- [QUÉ HACER]:
1. En el texto sobre Camus, ¿en qué colección quería Camus publicar las Hojas de Hipnos?
2. Por favor, copia sin cambios el pasaje del texto sobre Camus que empieza con las palabras que contienen "Pasó el tiempo." y termina con "estación de Aviñón.".

- [FRAGMENTO DEL TEXTO]:
%%

Pasó el tiempo y después, tras la Liberación, un día me escribió Camus para pedirme permiso para publicar las Hojas de Hipnos, cuyo manuscrito tenía Gallimard desde hacía semanas, en la colección «Espoir». Era la primera vez que oía hablar de esta nueva colección, que Camus apenas empezaba a perfilar escogiendo entre diversas obras. Los términos en que se expresaba Camus en su carta me gustaron y me incitaron a confiarle Hipnos. Había leído algunos de sus artículos en Combat. Me gustaba de ellos el timbre preciso y la honradez. Eso era todo lo que sabía de él.
Me dio cita en Gallimard. Nos
encontramos, y supe entonces que recorreríamos juntos un trecho del camino.
Pasó el tiempo. Aproveché para leer a Camus, para descubrir su voz de hombre y
su mano de escritor. Yo recelo mucho de la novela contemporánea, salvedad hecha
de los relatos de Blanchot; no sé desear
su temática, abrazar sus intrigas, sus trasfondos y recintos. Presenta cuanto
aborda de un modo que contradice sus intenciones.
Camus decidió venir a L’Isle (o
se lo pedí yo) y llegó una mañana. Fui a buscarlo a la estación de Aviñón.

%%

- [DATOS PROPORCIONADOS]:
%%

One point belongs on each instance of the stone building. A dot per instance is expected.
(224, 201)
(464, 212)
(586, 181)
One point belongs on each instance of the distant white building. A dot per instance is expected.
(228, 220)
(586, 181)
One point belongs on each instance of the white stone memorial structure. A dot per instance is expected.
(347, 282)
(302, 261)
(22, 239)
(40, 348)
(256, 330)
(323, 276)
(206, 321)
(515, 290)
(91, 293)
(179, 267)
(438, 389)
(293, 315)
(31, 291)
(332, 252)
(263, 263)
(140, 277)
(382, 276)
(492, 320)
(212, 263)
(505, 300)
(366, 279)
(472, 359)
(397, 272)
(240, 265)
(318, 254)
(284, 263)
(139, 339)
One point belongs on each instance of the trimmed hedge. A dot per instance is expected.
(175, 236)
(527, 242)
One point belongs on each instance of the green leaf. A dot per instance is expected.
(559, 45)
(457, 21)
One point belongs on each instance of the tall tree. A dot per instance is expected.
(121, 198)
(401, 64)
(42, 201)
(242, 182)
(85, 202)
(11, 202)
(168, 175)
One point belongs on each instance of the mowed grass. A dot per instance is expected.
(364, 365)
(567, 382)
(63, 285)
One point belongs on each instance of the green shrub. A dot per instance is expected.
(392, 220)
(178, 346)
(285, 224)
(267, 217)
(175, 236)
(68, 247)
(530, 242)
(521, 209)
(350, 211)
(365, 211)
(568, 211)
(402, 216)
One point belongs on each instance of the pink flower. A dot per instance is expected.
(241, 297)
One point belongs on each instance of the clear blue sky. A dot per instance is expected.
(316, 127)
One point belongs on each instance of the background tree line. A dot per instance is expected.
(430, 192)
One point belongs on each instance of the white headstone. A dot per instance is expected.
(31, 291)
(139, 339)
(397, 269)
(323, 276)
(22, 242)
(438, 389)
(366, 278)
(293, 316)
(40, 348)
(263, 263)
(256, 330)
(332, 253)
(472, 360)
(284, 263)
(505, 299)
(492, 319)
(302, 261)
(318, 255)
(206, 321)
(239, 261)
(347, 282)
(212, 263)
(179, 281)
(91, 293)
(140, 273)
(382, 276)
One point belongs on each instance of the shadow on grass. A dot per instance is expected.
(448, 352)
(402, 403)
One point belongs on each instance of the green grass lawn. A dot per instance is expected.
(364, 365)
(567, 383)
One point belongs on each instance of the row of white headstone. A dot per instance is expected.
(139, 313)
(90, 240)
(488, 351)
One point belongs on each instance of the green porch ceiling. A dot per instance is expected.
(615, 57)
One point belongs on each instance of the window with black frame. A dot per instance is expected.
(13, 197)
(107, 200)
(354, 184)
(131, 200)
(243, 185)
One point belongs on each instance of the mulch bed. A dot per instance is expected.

%%

- [RESPUESTAS]:
1. En la colección «Espoir».

2.
Pasó el tiempo. Aproveché para leer a Camus, para descubrir su voz de hombre y
su mano de escritor. Yo recelo mucho de la novela contemporánea, salvedad hecha
de los relatos de Blanchot; no sé desear
su temática, abrazar sus intrigas, sus trasfondos y recintos. Presenta cuanto
aborda de un modo que contradice sus intenciones.
Camus decidió venir a L’Isle (o
se lo pedí yo) y llegó una mañana. Fui a buscarlo a la estación de Aviñón.